(SHORT EXERCISE)
In the passage on theoretical predictions for radiative neutrino events at LEP, which two modern packages for the automatic calculation of Feynman amplitudes do the experiments use?

(PROVIDED TEXT)
The previously quoted programs KORALZ, MMM and NUNUGPV are the 
standard Monte Carlo generators used by the LEP collaborations for
 the analysis 
of the data relative to the events 
$e^+ e^- \to \nu \bar\nu \gamma (\gamma)$~\cite{exp98}. 
As already 
emphasized, these programs differ both in the treatment 
of the lowest-order 
matrix element and in the implementation of higher-order corrections. 
Actually, the agreement between the above generators, 
whenever compared to estimate the theoretical precision 
against the statical 
accuracy in the measured cross section 
(of the order of a few per cent), 
is fairly good for exclusive single-photon final states (say for 
photon energies above approximatively 10 GeV), whereas for 
low photon energies 
and more inclusive final states the agreement is not at present 
satisfactory~\cite{bus}. Therefore, since in the search
 for new stable, 
neutral particles one is interested in detecting an excess of events 
at low photon energies~\cite{bus}, the present status points out the 
need of improving theoretical predictions to avoid a 
loss of sensitivity 
to NP searches in radiative events at LEP2.

Let us come now to discuss the present status of the theoretical 
predictions  
for the process $e^+ e^- \to \nu \bar\nu \gamma \gamma$, which is the 
most relevant SM background to a signature with two acoplanar 
photons and large missing energy. Only very recently, dedicated 
calculations appeared in the literature, as motivated by the search of 
anomalous $\gamma\gamma + \rlap{$\, \, /$}E$ events at LEP. 
A complete diagrammatic calculation, 
using the helicity amplitude technique, 
supplemented with collinear SFs to account for ISR, was done in 
Ref.~\cite{mrenna97}. This paper confirmed a previous evaluation in 
Born approximation contained in Ref.~\cite{akkmm96}.   
Approximate predictions for the process of interest are obtained 
by the LEP collaborations by using the above quoted programs with 
QED ``dressing'' of the neutrino-pair cross section, 
namely PYTHIA (via the PS) and KORALZ (via the YFS method). Further, 
modern packages for the automatic calculation of Feynman 
amplitudes, such as GRACE~\cite{grace} and CompHEP~\cite{comphep}, 
are used by the experiments to calculate the cross section and 
generate events. Both packages implements collinear SFs for ISR, 
with an option for PS in GRACE.

Quite recently, an extensive comparison, at the level 
of total and differential cross sections, between all the 
available calculations has been performed in Ref.~\cite{bp97}.
This detailed comparison shows a (dis)agreement between 
independent calculations at 10-20\% level (or worse) 
and, more generally, 
an unsatisfactory situation about the software for the 
analysis of the data with acoplanar photons (see also last paper in 
Ref.~\cite{exp98}).

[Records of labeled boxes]
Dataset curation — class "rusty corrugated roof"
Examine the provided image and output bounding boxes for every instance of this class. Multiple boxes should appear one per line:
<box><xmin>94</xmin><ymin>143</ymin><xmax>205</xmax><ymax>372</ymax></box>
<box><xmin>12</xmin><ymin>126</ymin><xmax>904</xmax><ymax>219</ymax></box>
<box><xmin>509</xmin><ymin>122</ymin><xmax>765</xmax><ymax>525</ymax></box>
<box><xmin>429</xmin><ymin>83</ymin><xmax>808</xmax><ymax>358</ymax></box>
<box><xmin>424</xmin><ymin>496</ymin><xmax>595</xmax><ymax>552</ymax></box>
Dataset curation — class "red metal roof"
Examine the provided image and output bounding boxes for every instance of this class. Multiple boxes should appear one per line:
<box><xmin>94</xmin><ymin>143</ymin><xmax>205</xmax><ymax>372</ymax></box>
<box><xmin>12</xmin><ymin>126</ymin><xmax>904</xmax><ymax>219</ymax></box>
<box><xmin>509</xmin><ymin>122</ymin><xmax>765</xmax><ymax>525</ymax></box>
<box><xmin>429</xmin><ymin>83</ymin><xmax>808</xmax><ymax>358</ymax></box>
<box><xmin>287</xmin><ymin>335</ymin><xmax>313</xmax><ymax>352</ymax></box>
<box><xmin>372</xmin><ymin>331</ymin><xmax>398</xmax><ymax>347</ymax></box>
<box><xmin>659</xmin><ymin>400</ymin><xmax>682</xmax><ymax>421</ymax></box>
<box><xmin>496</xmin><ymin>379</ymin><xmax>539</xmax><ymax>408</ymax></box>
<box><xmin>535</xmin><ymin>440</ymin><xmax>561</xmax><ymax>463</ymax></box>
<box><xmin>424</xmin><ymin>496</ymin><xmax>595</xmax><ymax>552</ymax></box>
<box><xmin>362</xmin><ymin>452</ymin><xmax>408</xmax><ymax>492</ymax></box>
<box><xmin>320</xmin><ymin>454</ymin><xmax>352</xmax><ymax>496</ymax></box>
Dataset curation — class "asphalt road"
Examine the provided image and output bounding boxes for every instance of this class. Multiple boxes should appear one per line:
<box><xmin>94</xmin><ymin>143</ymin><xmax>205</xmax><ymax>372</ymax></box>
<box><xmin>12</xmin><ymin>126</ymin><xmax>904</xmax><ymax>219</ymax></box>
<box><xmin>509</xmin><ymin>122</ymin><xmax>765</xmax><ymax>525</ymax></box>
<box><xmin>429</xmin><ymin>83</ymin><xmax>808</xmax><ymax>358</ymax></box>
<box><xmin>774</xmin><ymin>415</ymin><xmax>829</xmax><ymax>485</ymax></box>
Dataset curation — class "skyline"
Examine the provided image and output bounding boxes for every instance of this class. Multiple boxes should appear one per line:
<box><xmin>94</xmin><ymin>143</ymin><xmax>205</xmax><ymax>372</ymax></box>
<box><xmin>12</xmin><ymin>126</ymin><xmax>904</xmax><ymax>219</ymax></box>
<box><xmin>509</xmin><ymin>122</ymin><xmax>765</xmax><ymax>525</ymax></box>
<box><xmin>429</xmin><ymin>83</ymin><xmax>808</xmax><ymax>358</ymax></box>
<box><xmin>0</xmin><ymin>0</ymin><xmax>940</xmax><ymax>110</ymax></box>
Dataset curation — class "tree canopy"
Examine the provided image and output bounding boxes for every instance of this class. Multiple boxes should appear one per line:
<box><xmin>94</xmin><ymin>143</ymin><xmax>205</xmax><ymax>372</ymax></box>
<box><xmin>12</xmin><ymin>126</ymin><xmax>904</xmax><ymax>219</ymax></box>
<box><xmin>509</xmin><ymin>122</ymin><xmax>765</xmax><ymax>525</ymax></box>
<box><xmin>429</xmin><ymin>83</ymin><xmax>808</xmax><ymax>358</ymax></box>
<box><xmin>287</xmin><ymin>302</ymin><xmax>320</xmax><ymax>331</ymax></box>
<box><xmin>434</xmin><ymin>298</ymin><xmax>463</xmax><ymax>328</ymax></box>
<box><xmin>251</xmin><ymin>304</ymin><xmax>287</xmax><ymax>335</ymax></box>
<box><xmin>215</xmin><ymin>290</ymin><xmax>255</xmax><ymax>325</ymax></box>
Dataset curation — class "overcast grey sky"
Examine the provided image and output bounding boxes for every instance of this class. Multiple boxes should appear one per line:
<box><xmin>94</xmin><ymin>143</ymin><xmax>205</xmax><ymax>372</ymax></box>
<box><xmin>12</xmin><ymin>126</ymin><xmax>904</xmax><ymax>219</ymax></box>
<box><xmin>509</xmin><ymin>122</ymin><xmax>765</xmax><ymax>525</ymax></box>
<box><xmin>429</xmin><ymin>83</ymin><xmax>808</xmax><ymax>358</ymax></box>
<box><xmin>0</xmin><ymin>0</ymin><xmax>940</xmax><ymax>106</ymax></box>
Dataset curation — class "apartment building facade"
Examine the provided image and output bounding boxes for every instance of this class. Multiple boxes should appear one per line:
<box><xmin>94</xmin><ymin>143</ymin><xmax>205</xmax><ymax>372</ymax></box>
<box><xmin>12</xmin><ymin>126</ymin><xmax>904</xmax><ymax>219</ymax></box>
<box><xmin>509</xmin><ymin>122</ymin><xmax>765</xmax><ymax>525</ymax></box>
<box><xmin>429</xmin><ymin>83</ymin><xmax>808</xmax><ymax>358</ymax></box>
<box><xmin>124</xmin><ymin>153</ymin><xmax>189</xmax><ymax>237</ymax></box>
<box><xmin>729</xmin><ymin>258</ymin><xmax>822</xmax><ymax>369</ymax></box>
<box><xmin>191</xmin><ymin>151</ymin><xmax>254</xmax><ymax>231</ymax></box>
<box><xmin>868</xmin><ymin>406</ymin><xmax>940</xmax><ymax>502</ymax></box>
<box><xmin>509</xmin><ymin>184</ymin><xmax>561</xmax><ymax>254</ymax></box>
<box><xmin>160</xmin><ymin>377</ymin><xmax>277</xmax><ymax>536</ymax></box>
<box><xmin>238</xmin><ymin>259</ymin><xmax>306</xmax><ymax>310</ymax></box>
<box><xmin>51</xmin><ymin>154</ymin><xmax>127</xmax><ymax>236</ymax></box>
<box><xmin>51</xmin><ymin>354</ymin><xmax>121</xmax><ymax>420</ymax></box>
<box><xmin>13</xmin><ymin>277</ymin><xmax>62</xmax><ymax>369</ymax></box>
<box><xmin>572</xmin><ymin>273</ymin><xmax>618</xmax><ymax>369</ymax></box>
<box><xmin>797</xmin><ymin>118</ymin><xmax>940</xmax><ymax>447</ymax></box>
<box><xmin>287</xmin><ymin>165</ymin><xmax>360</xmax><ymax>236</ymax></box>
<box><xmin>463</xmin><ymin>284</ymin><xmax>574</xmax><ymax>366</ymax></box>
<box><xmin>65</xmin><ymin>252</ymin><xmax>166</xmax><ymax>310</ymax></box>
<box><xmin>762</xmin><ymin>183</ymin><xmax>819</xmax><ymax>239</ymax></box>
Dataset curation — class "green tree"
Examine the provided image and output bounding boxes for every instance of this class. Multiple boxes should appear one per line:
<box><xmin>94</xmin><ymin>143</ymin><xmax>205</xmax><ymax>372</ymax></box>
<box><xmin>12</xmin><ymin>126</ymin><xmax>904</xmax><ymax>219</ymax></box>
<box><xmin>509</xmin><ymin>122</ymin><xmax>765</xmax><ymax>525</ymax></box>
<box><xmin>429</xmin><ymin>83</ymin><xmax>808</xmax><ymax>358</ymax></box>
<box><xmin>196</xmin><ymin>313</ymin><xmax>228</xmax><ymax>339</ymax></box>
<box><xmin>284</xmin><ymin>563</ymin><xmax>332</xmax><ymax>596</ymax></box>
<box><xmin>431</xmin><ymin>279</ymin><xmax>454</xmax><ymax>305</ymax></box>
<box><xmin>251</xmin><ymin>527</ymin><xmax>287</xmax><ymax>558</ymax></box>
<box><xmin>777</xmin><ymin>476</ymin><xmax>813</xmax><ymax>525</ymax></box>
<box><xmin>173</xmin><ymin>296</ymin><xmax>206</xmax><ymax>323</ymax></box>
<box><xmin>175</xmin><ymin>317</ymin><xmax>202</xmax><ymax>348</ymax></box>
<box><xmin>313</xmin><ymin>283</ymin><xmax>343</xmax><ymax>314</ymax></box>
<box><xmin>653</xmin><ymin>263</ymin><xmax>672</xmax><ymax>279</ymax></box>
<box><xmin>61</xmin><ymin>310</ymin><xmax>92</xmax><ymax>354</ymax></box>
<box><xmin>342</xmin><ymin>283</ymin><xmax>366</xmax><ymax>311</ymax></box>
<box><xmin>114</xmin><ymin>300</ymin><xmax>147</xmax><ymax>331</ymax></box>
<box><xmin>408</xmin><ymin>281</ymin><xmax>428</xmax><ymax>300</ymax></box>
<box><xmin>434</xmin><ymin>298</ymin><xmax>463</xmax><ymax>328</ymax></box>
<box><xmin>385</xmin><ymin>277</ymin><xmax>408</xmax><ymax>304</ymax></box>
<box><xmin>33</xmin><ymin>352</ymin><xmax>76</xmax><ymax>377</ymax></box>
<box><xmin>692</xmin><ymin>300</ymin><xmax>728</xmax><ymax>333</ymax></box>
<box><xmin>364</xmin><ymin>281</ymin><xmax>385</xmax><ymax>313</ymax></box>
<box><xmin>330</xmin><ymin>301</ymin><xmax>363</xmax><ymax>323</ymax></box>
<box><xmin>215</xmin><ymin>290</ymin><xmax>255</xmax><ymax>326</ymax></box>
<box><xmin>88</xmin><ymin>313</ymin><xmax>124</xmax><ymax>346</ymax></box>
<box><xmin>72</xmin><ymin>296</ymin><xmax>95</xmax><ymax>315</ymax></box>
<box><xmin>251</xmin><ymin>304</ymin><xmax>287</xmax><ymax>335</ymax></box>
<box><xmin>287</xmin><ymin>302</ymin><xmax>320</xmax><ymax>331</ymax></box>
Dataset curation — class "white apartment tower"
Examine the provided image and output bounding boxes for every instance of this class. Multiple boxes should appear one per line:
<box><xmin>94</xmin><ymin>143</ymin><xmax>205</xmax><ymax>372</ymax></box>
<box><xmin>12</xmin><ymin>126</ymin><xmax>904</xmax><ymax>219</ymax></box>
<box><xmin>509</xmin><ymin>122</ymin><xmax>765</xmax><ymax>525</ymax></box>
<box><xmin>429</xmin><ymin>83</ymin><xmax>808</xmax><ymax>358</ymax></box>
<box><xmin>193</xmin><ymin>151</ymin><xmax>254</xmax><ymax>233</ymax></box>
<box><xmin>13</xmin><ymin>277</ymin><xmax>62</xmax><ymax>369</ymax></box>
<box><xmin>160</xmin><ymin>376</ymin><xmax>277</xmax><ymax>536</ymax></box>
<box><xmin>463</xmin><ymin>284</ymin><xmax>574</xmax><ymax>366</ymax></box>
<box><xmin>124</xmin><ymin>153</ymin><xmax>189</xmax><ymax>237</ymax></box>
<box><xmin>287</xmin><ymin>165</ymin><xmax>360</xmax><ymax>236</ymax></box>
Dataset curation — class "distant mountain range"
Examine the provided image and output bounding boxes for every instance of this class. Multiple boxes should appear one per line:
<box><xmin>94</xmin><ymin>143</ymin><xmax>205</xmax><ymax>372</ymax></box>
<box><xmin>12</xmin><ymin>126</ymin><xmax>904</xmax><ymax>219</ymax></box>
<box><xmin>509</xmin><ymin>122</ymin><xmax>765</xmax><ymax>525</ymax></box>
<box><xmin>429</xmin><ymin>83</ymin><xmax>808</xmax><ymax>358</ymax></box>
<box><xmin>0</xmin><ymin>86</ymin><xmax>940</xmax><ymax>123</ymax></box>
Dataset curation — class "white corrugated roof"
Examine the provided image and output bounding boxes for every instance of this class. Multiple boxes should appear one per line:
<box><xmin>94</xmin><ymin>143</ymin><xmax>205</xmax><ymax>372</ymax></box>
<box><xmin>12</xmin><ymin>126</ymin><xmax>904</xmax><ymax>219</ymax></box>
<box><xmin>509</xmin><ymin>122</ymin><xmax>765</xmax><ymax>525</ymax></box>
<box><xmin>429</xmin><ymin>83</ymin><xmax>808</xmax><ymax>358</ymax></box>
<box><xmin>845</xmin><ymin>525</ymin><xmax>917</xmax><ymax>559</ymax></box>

(ANSWER FOR THIS EXERCISE)
GRACE and CompHEP.